### Document section
◇ ◇ ◇ ◇ ◇

Other animals which join the community on the island's way to Diamantina include a pangolin, a bandicoot, two three-toed sloths, a mongoose, two Spix's macaws, an entire herd of African elephants, rock hyraxes, and several giant tortoises.

While on their travels they also meet many animals that don't board the island such as an Indian water-buffalo, a dromedary camel, sea-turtles, some species of butterflies, wildebeests, a sea lion, a wild cat, dugongs, a great white shark, Indian cobras, budgerigars, and a community of kākāpō.

===Residents of Diamantina===
- Queen Abront – the primary villain of the third series. She is a giant, prehistoric frog who rules over Diamantina as a "Queen" and a "Mother". She is a traditionalist with a prejudice towards any modern species, who she refers to as "Un-Froggables" and sees them as lacking respect for ancient ways; especially humans who she sees as all intelligence and no soul. However, she warms up to Reg and Rita who she comes to see as her children. On the final episode, she makes peace with Noah and trusts him to look after her frogspawn after Diamantina's destruction.
- Galeo – another giant frog and servant of Queen Abront.
- Morris – another servant of Queen Abront. Despite being loyal to Abront, he is friendly and kind-hearted, and does not see the "Un-Froggables" as a serious threat. He is also the smallest of the frogs, being closer in size to Sacha.
- Gorm – Salomi's father, he is an ancient mammoth who painted the map to Diamantia that Noah and the animals follow, and has lived on Diamantina peacefully since the ice age. Like Abront, he is defensive over Diamantina and sees Noah and the other animals as invaders who threaten to disrupt his tranquil life style. He and Mammothsbody have a bit a rivalry over leader of the herd despite them along with Salomi are the only three mammoths in the island. Eventually, he makes peace with Noah and joins the island when it leaves the ruins of Diamantina.

◇ ◇ ◇ ◇ ◇

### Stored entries
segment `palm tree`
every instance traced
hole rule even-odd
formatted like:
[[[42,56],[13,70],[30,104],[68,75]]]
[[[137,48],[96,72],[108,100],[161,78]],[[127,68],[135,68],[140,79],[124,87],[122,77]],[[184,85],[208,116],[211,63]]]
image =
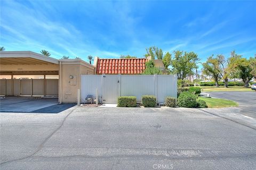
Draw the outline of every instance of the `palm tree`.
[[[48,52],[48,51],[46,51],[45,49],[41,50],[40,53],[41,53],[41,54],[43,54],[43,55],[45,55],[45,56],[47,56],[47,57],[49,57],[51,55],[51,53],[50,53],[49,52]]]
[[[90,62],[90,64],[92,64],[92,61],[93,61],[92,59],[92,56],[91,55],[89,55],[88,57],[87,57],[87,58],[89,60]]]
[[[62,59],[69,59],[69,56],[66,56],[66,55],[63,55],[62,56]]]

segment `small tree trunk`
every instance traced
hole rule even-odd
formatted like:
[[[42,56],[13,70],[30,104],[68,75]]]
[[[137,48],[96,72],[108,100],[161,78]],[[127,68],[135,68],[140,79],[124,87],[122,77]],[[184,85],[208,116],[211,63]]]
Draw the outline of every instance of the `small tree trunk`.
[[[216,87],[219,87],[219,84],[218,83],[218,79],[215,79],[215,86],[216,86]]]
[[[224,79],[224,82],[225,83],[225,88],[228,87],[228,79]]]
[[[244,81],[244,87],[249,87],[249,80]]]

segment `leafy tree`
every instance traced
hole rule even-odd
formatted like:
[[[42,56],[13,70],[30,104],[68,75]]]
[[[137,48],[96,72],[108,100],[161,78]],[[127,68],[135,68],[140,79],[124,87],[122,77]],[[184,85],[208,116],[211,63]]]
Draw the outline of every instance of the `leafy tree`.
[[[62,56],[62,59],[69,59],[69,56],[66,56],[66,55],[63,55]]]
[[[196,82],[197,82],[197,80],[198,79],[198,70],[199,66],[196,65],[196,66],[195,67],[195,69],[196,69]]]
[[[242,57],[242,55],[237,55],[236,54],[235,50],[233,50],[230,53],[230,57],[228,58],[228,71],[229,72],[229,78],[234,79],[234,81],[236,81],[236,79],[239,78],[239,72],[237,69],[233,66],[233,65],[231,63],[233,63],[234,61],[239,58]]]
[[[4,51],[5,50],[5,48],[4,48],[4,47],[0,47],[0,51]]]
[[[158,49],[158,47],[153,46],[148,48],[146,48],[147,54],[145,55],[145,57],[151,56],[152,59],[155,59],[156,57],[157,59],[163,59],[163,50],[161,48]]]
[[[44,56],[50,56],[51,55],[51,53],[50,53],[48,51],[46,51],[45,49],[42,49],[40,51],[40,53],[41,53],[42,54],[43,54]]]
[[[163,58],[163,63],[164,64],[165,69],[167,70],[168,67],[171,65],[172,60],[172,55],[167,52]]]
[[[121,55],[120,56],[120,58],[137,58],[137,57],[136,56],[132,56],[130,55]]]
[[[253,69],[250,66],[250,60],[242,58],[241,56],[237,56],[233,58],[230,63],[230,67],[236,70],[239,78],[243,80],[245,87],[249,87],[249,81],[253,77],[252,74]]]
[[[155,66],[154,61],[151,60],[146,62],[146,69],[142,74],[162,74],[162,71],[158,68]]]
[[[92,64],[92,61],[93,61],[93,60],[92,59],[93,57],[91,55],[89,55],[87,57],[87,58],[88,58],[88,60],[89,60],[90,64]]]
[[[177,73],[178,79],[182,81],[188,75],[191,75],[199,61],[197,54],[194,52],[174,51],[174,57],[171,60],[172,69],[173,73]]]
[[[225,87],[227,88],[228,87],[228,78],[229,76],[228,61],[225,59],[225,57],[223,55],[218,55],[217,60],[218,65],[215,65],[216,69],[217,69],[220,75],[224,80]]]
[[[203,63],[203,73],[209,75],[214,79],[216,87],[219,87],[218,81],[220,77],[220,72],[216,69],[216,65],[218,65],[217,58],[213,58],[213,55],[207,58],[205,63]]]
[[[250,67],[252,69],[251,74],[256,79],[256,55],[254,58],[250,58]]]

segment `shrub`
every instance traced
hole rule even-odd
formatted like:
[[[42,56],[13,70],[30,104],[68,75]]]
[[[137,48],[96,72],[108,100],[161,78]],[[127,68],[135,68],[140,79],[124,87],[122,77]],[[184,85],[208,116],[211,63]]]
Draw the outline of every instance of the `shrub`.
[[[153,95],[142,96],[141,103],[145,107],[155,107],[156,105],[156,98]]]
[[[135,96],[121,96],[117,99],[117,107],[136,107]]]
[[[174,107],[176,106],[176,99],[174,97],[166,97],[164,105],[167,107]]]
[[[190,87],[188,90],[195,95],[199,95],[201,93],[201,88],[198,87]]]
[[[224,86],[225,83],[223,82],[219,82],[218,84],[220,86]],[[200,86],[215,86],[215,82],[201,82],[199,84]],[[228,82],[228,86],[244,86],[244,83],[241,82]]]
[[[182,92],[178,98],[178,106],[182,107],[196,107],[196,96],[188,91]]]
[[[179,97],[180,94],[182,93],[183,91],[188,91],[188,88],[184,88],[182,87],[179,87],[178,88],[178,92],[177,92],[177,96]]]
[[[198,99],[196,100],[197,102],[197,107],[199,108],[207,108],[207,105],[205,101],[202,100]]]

◇ ◇ ◇ ◇ ◇

### Apply what you read
a. Duplicate the Diamantina passage word for word, starting with "- Morris – another" and going on through "ruins of Diamantina.".
b. In the Diamantina passage, what name does Queen Abront use for modern species?
The records are separate material and have no connection to the text.

### Task responses
a.
- Morris – another servant of Queen Abront. Despite being loyal to Abront, he is friendly and kind-hearted, and does not see the "Un-Froggables" as a serious threat. He is also the smallest of the frogs, being closer in size to Sacha.
- Gorm – Salomi's father, he is an ancient mammoth who painted the map to Diamantia that Noah and the animals follow, and has lived on Diamantina peacefully since the ice age. Like Abront, he is defensive over Diamantina and sees Noah and the other animals as invaders who threaten to disrupt his tranquil life style. He and Mammothsbody have a bit a rivalry over leader of the herd despite them along with Salomi are the only three mammoths in the island. Eventually, he makes peace with Noah and joins the island when it leaves the ruins of Diamantina.

b. She calls them "Un-Froggables."